• Article
Trump v. CASA et. al. – Oral Arguments

Isn’t that the real problem? 680 district court judges, all of whom think they could not be wrong and many of them willing to jump to conclusions about the merits of the case before even hearing them. Then, based solely on their assumptions about the case, issuing injunctions as if they were laws that needed to be followed. That, however, is not the only instance of judicial hubris exposed in this case.

Judicial Hubris

Next, Justice Sotomayor got into a back and forth with Solicitor General Sauer.

JUSTICE SOTOMAYOR: So can I ask you a question? Your theory here is argue — arguing that Article III and principles of equity both prohibit federal courts from issuing universal injunctions. Do I have your argument correct?

GENERAL SAUER: We argue both of those and there are independent reasons.

JUSTICE SOTOMAYOR: You argue both of those?

GENERAL SAUER: Yeah.

JUSTICE SOTOMAYOR: If that’s true, that means even the Supreme Court doesn’t have that power.

GENERAL SAUER: The Supreme Court would have the authority to issue binding precedent nationwide, but as this Court —

JUSTICE SOTOMAYOR: But we couldn’t enforce it against — universally is your argument?

GENERAL SAUER: If there was a — a — a decision that violated the precedent of the Court, then the affected plaintiffs could get a separate judgment.

Trump v. CASA et. al. – Oral Arguments

Interesting question: What are the limits on the Supreme Court? They can issue decisions, what General Sauer calls “binding precedent,” but I challenge the “binding” part of that statement.

JUSTICE SOTOMAYOR: No, we don’t, because the argument here is that the president is violating an established — not just one but, by my count, four established Supreme Court precedents.

We have the Wong Ark case, where we said fealty to a foreign sovereign doesn’t defeat your entitlement — your parents’ fealty to a foreign sovereign doesn’t defeat your entitlement to citizenship as a child. We have another case where we said that even if your parents are here illegally, if you’re born here, you’re a citizen. We have yet another case that says, even if your parents came here and were stopped at the border and — but you were born in our territory, you’re still a citizen. And we have another case that says, even if your parents secured citizenship illegally, you’re still a citizen.

So, as far as I see it, this order violates four Supreme Court precedents.

Trump v. CASA et. al. – Oral Arguments

First of all, Supreme Court precedents are not law; only Congress can make law. A party to the case can violate their decision, but no one else. Besides, the first “precedent” Justice Sotomayor refers to, the Wong Kim Ark case, actually violates both the Constitution and federal law.

• Information supplied

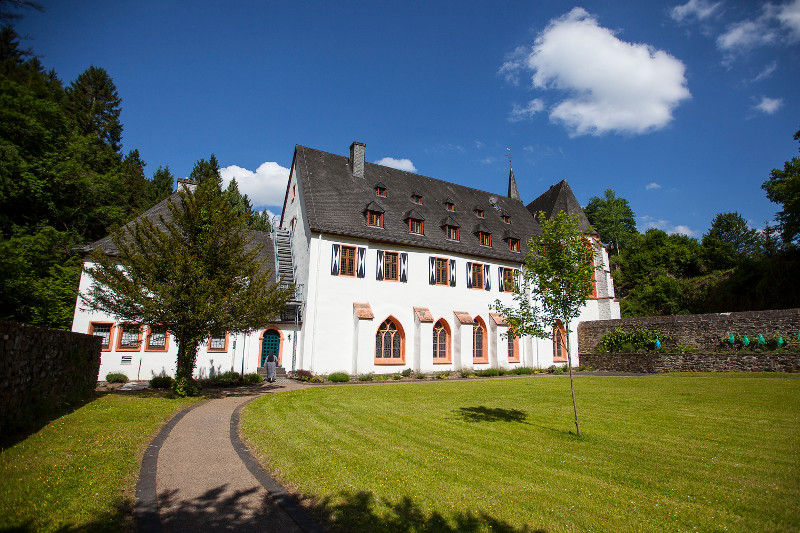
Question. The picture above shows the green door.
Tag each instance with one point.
(270, 344)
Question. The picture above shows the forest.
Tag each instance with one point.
(65, 182)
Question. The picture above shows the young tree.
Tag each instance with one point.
(613, 219)
(196, 273)
(556, 283)
(783, 187)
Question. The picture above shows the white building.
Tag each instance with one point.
(393, 270)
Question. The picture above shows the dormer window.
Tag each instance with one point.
(374, 218)
(451, 233)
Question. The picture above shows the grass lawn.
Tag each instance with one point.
(670, 452)
(79, 472)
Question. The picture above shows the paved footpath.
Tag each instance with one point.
(198, 476)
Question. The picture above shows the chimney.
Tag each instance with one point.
(357, 150)
(186, 184)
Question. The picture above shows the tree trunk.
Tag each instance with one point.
(572, 386)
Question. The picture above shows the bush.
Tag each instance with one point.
(252, 379)
(183, 387)
(303, 375)
(161, 382)
(228, 379)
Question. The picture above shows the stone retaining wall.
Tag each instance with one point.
(702, 332)
(41, 366)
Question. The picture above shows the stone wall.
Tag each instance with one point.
(702, 332)
(41, 366)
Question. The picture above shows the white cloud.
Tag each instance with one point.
(399, 164)
(665, 225)
(519, 112)
(769, 105)
(694, 9)
(265, 186)
(611, 85)
(775, 24)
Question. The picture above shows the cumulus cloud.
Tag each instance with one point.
(527, 111)
(775, 24)
(769, 105)
(399, 164)
(610, 85)
(265, 186)
(666, 226)
(694, 9)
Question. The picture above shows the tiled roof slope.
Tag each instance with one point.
(560, 198)
(336, 202)
(154, 214)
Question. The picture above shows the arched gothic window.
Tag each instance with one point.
(389, 345)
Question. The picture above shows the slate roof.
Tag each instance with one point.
(336, 202)
(161, 209)
(560, 198)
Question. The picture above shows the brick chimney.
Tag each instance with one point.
(357, 150)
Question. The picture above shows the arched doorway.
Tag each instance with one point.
(270, 343)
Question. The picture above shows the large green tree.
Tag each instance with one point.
(556, 282)
(783, 187)
(196, 273)
(613, 219)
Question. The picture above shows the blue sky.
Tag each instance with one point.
(683, 108)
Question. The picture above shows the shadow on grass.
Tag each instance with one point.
(491, 414)
(357, 513)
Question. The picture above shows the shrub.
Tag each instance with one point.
(252, 379)
(303, 375)
(228, 379)
(161, 382)
(116, 377)
(183, 387)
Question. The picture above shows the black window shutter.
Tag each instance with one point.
(361, 266)
(404, 267)
(335, 261)
(379, 267)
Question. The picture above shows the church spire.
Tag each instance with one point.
(513, 192)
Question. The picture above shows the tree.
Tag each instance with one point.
(783, 187)
(613, 219)
(729, 241)
(94, 105)
(556, 283)
(197, 274)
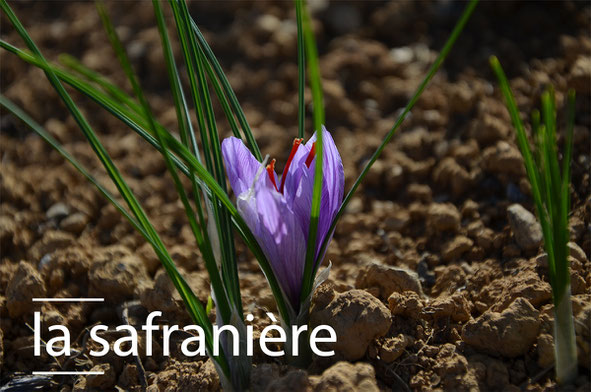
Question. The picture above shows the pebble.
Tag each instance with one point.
(57, 211)
(344, 376)
(25, 284)
(503, 158)
(357, 318)
(388, 280)
(509, 334)
(407, 304)
(74, 223)
(525, 227)
(103, 381)
(455, 248)
(393, 348)
(443, 216)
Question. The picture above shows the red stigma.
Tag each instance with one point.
(294, 148)
(311, 155)
(271, 172)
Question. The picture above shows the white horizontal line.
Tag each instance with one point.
(68, 300)
(62, 373)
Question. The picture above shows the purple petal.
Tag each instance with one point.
(279, 234)
(241, 165)
(332, 187)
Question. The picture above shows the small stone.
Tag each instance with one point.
(497, 375)
(52, 240)
(448, 173)
(545, 350)
(25, 285)
(503, 158)
(357, 318)
(455, 248)
(525, 227)
(577, 253)
(442, 217)
(388, 279)
(296, 380)
(455, 306)
(397, 221)
(509, 334)
(103, 381)
(420, 192)
(74, 223)
(406, 304)
(57, 211)
(485, 238)
(579, 77)
(347, 377)
(393, 348)
(115, 273)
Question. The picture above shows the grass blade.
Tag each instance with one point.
(311, 56)
(206, 250)
(301, 73)
(194, 306)
(438, 61)
(212, 60)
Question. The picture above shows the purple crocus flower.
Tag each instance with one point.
(278, 212)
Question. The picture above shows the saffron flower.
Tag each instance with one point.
(278, 210)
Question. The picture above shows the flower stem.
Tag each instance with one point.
(565, 349)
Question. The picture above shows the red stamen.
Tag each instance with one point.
(294, 148)
(271, 172)
(312, 155)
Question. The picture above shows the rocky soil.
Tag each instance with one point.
(439, 280)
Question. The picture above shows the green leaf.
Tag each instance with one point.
(438, 61)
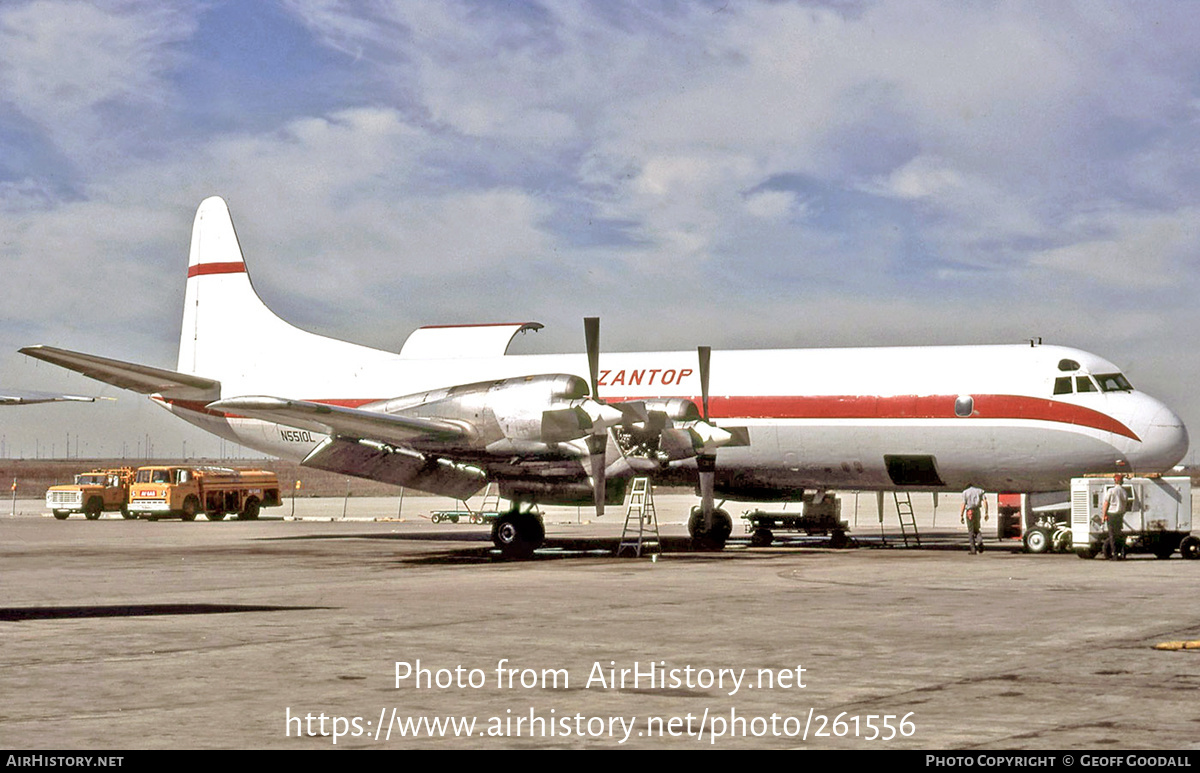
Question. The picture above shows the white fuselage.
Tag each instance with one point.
(1007, 418)
(817, 418)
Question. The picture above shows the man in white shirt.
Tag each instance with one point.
(1116, 504)
(973, 499)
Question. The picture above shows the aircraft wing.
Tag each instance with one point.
(342, 421)
(139, 378)
(24, 397)
(371, 443)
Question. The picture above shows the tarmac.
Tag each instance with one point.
(359, 623)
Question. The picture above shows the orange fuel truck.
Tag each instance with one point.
(184, 492)
(91, 493)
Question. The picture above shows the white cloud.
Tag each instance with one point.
(63, 64)
(1127, 251)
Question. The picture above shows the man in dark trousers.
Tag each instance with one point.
(973, 499)
(1116, 504)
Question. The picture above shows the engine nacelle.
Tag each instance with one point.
(525, 414)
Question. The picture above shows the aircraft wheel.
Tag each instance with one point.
(1037, 540)
(723, 526)
(761, 538)
(517, 534)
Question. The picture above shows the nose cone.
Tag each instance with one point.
(1164, 441)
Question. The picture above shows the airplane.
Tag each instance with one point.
(453, 411)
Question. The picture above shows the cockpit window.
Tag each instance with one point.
(1114, 382)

• Work instructions
A – In the commentary on the Trump v. CASA oral arguments, how many Supreme Court precedents does Justice Sotomayor say the order violates?
B – Continue the commentary on the Trump v. CASA oral arguments from its final sentence.

• Answers per task
A – Four.

B –
A child born in the United States, of parents of Chinese descent, who, at the time of his birth, are subjects of the Emperor of China, but have a permanent domicil and residence in the United States, and are there carrying on business, and are not employed in any diplomatic or official capacity under the Emperor of China, becomes at the time of his birth a citizen of the United States, by virtue of the first clause of the Fourteenth Amendment of the Constitution,

United States v. Wong Kim Ark, 169 U.S. 649 (1898)

The Supreme Court said that the child of parents who were subjects of the Emperor of China was a citizen because the parents were permanent residents at the time of his birth. But the Fourteenth Amendment clearly states:

All persons born or naturalized in the United States, and subject to the jurisdiction thereof, are citizens of the United States and of the State wherein they reside.

U.S. Constitution, Amendment XIV, Section 1

Not only that, but federal law states:

  • 1401. Nationals and citizens of United States at birth
    The following shall be nationals and citizens of the United States at birth:
    (a) a person born in the United States, and subject to the jurisdiction thereof;

8 USC §1401 – Immigration and Nationality Act

So how can the child of parents who are subjects of the Emperor of China be granted citizenship at birth? The answer is simple, the Supreme Court simply violated their oath and effectively rewrote the law. And now, Justice Sotomayor wants to use that decision, and the subsequent cases, to effectively rewrite the Constitution, claiming that the words “and subject to the jurisdiction thereof” don’t matter. She claims the decisions of the Supreme Court supersede the supreme law of the land.

JUSTICE SOTOMAYOR: And you are — and you are claiming that not just the Supreme Court — that both the Supreme Court and no lower court can stop an executive from — universally from violating that holding — those holdings by this Court.

Trump v. CASA et. al. – Oral Arguments

I believe she meant that the courts cannot stop the executive branch from “violating” their decisions. That is absolutely correct. Alexander Hamilton stated this in Federalist Paper #78.

The judiciary, on the contrary, has no influence over either the sword or the purse; no direction either of the strength or of the wealth of the society; and can take no active resolution whatever. It may truly be said to have neither FORCE nor WILL, but merely judgment; and must ultimately depend upon the aid of the executive arm even for the efficacy of its judgments.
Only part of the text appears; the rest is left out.